[Data records]
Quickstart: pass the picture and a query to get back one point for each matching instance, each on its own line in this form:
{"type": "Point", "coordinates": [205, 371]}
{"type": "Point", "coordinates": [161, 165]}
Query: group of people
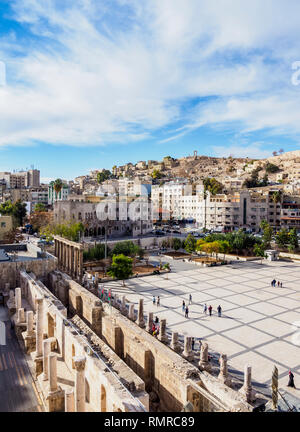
{"type": "Point", "coordinates": [156, 301]}
{"type": "Point", "coordinates": [155, 327]}
{"type": "Point", "coordinates": [274, 282]}
{"type": "Point", "coordinates": [185, 308]}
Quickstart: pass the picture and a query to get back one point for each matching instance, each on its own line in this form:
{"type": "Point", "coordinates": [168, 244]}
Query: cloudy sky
{"type": "Point", "coordinates": [93, 83]}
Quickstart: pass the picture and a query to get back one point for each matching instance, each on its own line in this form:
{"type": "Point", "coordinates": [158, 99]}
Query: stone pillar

**WHAT YOU SHOULD DO**
Write out the data above, from its first line up to and including the line containing "Query: group of people", reproducing each line without alteration.

**FINAL RESULT**
Quickstart: pass the picture and a query to get back one point for each matching instance, each on its own line in this form:
{"type": "Point", "coordinates": [205, 371]}
{"type": "Point", "coordinates": [161, 165]}
Query: group of people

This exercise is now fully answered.